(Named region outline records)
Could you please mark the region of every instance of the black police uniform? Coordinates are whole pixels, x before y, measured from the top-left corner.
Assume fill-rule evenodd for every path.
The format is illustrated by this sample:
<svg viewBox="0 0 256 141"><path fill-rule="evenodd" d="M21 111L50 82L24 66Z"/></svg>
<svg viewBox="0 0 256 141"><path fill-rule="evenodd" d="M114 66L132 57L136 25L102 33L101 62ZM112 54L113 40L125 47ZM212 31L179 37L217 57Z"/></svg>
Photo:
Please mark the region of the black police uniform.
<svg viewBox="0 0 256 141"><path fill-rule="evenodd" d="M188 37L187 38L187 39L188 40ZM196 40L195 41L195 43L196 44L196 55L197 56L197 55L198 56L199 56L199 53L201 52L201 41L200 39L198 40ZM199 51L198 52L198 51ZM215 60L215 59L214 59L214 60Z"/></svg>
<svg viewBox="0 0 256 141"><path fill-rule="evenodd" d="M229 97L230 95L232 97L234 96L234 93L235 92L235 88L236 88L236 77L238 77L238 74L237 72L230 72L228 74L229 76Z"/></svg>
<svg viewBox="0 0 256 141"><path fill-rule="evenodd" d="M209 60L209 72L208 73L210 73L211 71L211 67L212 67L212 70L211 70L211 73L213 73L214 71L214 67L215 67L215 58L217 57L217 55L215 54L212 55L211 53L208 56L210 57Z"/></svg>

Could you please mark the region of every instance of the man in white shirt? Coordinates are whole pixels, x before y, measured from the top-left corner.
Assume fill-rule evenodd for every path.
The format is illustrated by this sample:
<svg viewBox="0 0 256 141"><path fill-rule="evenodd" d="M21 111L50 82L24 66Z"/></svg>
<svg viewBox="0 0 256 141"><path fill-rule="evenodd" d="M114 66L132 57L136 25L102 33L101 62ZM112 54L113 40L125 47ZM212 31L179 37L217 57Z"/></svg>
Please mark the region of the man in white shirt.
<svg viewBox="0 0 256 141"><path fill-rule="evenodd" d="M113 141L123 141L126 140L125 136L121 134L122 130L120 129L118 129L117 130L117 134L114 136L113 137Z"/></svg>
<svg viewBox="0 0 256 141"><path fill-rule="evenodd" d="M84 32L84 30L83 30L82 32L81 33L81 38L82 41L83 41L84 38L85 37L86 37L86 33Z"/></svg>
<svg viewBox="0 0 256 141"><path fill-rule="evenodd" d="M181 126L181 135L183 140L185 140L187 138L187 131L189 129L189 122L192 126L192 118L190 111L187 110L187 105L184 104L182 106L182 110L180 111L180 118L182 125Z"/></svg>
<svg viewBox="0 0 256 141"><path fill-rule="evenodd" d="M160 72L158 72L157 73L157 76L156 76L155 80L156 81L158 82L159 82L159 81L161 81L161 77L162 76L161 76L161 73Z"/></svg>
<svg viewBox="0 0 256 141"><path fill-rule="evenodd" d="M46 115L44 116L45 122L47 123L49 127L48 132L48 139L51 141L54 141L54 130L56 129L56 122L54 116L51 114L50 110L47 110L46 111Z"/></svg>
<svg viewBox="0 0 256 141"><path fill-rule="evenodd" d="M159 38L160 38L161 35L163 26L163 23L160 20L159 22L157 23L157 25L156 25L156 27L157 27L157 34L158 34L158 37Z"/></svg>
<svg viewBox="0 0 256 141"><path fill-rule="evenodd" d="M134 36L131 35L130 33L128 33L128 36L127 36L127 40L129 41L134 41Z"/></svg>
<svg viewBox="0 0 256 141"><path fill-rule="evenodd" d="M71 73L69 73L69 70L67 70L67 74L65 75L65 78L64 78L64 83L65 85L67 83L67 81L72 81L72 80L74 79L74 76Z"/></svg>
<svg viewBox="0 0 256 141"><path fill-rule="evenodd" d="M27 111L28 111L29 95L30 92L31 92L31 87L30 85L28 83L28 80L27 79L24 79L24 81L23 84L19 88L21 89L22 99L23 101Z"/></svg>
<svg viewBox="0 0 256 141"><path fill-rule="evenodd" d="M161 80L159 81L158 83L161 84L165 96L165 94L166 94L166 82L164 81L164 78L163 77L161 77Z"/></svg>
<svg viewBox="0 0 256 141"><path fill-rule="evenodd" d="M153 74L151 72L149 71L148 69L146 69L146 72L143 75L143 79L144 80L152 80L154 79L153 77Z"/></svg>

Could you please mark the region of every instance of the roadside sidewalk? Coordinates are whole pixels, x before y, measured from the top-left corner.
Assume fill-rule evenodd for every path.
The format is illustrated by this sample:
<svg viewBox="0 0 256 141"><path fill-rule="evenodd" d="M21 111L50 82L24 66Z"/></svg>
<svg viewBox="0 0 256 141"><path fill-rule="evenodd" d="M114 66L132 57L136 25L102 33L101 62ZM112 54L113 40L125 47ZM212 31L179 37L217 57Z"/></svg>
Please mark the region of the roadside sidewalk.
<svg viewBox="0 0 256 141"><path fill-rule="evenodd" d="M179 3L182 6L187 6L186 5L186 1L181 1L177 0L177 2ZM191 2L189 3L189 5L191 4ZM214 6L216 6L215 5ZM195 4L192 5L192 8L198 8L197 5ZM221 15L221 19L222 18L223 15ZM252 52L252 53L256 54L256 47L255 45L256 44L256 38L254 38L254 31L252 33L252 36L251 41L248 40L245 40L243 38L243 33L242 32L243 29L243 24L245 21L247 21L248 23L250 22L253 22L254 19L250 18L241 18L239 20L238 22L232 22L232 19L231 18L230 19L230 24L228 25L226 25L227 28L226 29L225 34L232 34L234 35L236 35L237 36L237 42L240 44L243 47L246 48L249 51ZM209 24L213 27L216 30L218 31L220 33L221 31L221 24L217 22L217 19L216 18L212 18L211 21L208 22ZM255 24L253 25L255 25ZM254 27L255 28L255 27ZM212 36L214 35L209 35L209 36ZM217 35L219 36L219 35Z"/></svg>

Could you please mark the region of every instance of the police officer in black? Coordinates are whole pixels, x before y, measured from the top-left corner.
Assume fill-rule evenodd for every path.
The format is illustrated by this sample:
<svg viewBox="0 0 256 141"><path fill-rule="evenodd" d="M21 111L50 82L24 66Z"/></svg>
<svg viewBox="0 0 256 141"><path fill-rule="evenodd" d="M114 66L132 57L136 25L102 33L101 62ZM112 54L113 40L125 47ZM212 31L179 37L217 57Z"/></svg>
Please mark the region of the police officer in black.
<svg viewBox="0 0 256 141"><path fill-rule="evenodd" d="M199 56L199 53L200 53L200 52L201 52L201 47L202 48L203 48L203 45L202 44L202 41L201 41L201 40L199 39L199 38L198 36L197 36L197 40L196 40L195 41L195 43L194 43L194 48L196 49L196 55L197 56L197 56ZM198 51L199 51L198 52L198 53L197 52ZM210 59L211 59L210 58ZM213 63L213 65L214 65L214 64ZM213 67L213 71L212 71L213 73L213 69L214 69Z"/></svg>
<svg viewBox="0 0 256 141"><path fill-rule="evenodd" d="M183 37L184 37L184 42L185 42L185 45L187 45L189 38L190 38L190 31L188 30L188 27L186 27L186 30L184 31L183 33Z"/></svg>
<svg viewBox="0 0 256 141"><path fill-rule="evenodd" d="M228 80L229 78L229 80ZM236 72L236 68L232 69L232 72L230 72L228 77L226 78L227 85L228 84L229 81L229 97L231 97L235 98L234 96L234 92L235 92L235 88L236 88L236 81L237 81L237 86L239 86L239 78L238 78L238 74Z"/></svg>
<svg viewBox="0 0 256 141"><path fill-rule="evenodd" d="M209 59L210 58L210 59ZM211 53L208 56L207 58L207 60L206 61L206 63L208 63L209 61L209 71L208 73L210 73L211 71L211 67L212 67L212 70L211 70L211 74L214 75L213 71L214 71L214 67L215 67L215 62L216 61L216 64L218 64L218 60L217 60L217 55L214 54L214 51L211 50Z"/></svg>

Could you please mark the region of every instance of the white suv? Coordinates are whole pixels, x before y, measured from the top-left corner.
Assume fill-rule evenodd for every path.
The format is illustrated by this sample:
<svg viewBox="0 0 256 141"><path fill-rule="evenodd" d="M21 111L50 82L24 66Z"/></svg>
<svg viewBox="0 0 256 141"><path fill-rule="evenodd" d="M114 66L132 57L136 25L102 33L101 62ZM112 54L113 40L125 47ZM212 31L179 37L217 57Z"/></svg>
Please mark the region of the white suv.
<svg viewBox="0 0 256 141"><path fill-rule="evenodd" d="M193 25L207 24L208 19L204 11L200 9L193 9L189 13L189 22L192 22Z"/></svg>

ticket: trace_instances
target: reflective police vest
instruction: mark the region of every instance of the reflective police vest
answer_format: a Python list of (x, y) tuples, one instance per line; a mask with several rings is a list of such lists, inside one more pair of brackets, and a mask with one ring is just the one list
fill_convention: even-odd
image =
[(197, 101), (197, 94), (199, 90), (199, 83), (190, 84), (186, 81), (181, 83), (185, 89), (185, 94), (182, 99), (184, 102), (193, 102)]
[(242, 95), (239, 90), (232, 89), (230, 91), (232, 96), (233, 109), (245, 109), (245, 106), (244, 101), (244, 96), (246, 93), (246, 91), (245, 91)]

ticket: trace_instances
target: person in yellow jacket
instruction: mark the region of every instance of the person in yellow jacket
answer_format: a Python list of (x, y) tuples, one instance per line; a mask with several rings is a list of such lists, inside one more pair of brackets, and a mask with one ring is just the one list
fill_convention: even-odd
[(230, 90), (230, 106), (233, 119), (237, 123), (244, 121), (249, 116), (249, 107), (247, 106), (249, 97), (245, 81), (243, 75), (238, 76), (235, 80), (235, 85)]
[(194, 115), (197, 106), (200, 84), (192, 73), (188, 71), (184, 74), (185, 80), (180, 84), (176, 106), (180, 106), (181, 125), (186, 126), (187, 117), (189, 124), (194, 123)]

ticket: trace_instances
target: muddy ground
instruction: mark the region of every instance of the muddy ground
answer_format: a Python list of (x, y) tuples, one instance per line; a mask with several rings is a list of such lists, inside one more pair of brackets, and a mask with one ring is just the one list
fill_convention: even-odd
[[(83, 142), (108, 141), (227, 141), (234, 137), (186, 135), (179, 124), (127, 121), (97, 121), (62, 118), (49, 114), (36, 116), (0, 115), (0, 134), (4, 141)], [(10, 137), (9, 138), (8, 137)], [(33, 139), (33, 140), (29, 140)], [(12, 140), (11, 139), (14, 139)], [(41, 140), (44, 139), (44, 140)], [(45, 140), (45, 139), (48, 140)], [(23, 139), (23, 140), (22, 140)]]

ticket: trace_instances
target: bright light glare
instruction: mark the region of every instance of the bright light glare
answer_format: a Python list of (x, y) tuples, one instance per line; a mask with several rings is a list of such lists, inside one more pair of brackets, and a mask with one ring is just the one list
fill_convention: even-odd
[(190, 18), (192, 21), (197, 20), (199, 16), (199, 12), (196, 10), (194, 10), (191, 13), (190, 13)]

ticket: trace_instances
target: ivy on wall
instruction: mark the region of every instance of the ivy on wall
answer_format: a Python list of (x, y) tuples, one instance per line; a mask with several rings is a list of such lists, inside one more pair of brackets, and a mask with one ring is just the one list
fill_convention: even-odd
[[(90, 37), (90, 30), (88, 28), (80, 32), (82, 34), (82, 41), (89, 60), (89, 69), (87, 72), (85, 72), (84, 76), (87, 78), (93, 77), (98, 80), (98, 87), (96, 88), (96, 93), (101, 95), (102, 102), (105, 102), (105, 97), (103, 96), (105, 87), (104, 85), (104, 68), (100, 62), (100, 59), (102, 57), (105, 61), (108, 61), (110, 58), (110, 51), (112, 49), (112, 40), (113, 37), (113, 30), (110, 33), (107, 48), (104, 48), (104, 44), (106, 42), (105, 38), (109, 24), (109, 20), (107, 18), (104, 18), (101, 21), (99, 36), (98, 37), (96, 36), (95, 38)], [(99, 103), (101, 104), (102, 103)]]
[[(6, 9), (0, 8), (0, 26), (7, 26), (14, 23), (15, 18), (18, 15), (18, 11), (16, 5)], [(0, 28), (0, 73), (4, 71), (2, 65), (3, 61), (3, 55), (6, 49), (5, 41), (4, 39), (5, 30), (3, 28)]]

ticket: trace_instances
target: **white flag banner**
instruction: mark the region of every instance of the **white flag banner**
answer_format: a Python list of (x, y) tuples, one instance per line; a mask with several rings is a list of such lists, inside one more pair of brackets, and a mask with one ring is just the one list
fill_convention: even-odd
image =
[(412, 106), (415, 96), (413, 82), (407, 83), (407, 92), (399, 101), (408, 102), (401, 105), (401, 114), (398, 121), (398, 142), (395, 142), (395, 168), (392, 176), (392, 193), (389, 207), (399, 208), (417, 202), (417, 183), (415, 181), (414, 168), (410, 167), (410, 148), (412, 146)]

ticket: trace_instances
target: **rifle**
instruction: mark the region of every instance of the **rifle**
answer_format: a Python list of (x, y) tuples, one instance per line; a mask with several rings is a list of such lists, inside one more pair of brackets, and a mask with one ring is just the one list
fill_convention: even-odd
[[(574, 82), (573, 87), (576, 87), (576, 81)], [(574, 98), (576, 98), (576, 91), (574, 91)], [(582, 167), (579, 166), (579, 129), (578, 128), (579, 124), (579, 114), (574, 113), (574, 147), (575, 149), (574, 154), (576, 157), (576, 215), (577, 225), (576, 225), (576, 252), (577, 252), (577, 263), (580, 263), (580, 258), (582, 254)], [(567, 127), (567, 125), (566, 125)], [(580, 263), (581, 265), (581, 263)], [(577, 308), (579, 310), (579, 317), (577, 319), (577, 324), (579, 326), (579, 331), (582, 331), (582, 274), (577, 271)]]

» SET EXERCISE
Output every line from the very beginning of the items through the line containing "37L187 38L187 39L188" as a JSON list of strings, one string per line and with blank lines omitted.

» SOLUTION
[
  "Could you please mark the region of every instance of the black police uniform? Coordinates are whole pixels, x before y, measured from the top-left corner.",
  "Assume fill-rule evenodd for every path.",
  "The format is illustrated by this sample:",
  "<svg viewBox=\"0 0 256 141\"><path fill-rule=\"evenodd\" d=\"M21 111L50 82L24 66Z\"/></svg>",
  "<svg viewBox=\"0 0 256 141\"><path fill-rule=\"evenodd\" d=\"M114 66L132 57L136 25L102 33L101 62ZM112 54L113 40L125 47ZM212 31L179 37L217 57Z\"/></svg>",
  "Photo:",
  "Please mark the region of the black police uniform.",
  "<svg viewBox=\"0 0 256 141\"><path fill-rule=\"evenodd\" d=\"M188 37L187 38L187 39L188 40ZM196 40L195 41L195 43L196 44L196 55L197 56L197 55L198 56L199 56L199 53L201 52L201 41L200 39L198 40ZM199 51L198 52L198 51ZM215 60L215 59L214 59L214 60Z\"/></svg>"
]